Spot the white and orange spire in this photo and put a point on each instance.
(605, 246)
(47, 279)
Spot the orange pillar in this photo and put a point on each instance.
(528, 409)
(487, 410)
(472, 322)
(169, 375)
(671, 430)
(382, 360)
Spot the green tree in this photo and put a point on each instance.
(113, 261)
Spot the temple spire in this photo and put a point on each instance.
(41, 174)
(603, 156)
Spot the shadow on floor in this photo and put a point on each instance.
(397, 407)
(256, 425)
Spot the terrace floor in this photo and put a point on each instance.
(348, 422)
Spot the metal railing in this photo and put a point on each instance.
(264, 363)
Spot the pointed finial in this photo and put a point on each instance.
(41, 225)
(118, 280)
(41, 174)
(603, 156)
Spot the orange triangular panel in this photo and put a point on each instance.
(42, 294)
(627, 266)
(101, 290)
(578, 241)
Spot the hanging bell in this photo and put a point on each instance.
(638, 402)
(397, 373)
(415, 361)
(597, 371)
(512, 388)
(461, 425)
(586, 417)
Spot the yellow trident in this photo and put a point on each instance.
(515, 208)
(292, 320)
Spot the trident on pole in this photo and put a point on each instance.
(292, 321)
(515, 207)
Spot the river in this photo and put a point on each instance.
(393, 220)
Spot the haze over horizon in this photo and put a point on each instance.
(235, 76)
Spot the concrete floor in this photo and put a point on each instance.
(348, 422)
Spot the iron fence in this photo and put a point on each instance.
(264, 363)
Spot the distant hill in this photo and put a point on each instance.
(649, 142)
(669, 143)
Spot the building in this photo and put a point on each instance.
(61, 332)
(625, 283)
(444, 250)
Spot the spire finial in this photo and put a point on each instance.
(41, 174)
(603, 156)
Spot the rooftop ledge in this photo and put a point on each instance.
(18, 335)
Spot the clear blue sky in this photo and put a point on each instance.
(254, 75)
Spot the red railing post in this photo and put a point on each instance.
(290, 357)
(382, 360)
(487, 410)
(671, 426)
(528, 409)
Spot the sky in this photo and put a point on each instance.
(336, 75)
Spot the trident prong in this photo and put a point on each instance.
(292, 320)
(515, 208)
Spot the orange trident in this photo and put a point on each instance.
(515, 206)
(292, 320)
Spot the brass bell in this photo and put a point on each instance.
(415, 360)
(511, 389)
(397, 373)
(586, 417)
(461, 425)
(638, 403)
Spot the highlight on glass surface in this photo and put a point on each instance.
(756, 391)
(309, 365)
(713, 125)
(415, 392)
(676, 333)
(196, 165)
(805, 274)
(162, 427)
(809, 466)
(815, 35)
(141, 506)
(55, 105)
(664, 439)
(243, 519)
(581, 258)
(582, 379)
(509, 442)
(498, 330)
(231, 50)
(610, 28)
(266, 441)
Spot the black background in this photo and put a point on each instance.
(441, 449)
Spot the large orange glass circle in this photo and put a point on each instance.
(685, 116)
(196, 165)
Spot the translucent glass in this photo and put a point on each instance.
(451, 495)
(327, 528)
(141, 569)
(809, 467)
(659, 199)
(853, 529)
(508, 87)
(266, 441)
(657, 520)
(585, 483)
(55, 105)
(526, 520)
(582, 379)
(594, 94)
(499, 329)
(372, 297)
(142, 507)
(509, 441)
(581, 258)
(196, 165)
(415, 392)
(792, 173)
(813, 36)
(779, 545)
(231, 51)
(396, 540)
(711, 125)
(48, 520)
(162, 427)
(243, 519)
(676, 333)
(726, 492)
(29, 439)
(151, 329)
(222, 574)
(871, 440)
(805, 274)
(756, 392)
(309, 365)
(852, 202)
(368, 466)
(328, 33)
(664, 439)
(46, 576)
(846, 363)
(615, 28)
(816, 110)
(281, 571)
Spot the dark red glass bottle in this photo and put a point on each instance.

++++++++

▸ WHAT TO DO
Your answer should be the whole listing above, repeated exactly as it appears.

▸ EXERCISE SOLUTION
Spot the white and orange spire in this photo and put a point on each instance.
(605, 246)
(47, 279)
Spot the orange pillar in this photo and put a point on each instance.
(528, 409)
(487, 410)
(472, 322)
(169, 375)
(671, 430)
(382, 360)
Spot the green tree in this photo and put a point on each instance.
(113, 261)
Spot the temple spire in this photo and put a point on each instance.
(41, 174)
(603, 156)
Spot the shadow on floor in this photo and put a point on each instance.
(397, 407)
(256, 425)
Spot the terrace floor in this photo and put a point on each instance.
(348, 422)
Spot the metal railing in this photo and put a point on each instance.
(264, 363)
Spot the pointed finial in this photo and put a point on each instance.
(41, 225)
(118, 280)
(41, 174)
(603, 156)
Spot the orange triangular panel in this photo and put a point on each instance.
(42, 294)
(627, 266)
(101, 290)
(578, 241)
Spot the hanging bell in this photo and put a point on each instance.
(638, 402)
(397, 373)
(415, 361)
(597, 371)
(512, 388)
(461, 425)
(586, 417)
Spot the yellow trident in this photo and put a point on each instance.
(515, 208)
(292, 320)
Spot the trident on pole in this photo and put a point on each instance.
(292, 321)
(515, 207)
Spot the river in this photo and put a point on each instance.
(393, 220)
Spot the haze over horizon in this photo and put a point on each instance.
(235, 76)
Spot the concrete floor in this photo and put a point on each instance.
(348, 422)
Spot the iron fence in this photo and put a point on each instance.
(264, 363)
Spot the distant hill in this photo and put a point on each instance.
(649, 142)
(669, 143)
Spot the building in this photo and put a point on each instance.
(61, 332)
(625, 283)
(444, 250)
Spot the spire finial in this photo and put a point on each instance.
(41, 174)
(603, 156)
Spot the rooftop ledge in this photo and put a point on each instance.
(18, 335)
Spot the clear blue sky in this photo and put a point on each instance.
(254, 75)
Spot the red railing post in this photo and put a point on each instance.
(290, 357)
(382, 360)
(487, 410)
(671, 426)
(528, 409)
Spot the sky in this photo and put a point on each instance.
(336, 75)
Spot the trident prong in this photo and put a point on each instance.
(292, 320)
(515, 208)
Spot the orange trident in this photo and put a point on each instance.
(515, 206)
(292, 320)
Spot the brass bell in this photo and put a point on each instance.
(415, 360)
(511, 389)
(397, 373)
(586, 417)
(461, 425)
(638, 403)
Spot the highlight on glass surface in this photo and put a point on each instance.
(756, 391)
(309, 365)
(713, 125)
(415, 392)
(676, 333)
(196, 165)
(805, 274)
(162, 427)
(809, 466)
(815, 35)
(141, 506)
(55, 105)
(664, 439)
(243, 519)
(581, 258)
(582, 379)
(509, 442)
(498, 330)
(231, 50)
(610, 28)
(266, 441)
Spot the black background in this photo and put a point on each instance.
(441, 449)
Spot the large orange glass circle in this photo and put a point on each instance.
(685, 116)
(196, 165)
Spot the translucent glass in this photo and put a point on each instance.
(451, 495)
(327, 528)
(141, 569)
(809, 467)
(659, 199)
(853, 529)
(508, 87)
(266, 441)
(657, 520)
(585, 483)
(55, 105)
(526, 520)
(582, 379)
(594, 94)
(499, 329)
(372, 297)
(142, 507)
(509, 441)
(581, 258)
(196, 165)
(415, 392)
(792, 173)
(813, 36)
(779, 545)
(231, 51)
(396, 540)
(711, 125)
(48, 520)
(162, 427)
(243, 519)
(676, 333)
(726, 492)
(29, 439)
(151, 329)
(222, 574)
(871, 440)
(805, 274)
(756, 392)
(309, 365)
(852, 202)
(368, 466)
(328, 33)
(664, 439)
(46, 576)
(846, 363)
(615, 28)
(816, 110)
(281, 571)
Spot the dark red glass bottle in this photo and put a point on each instance.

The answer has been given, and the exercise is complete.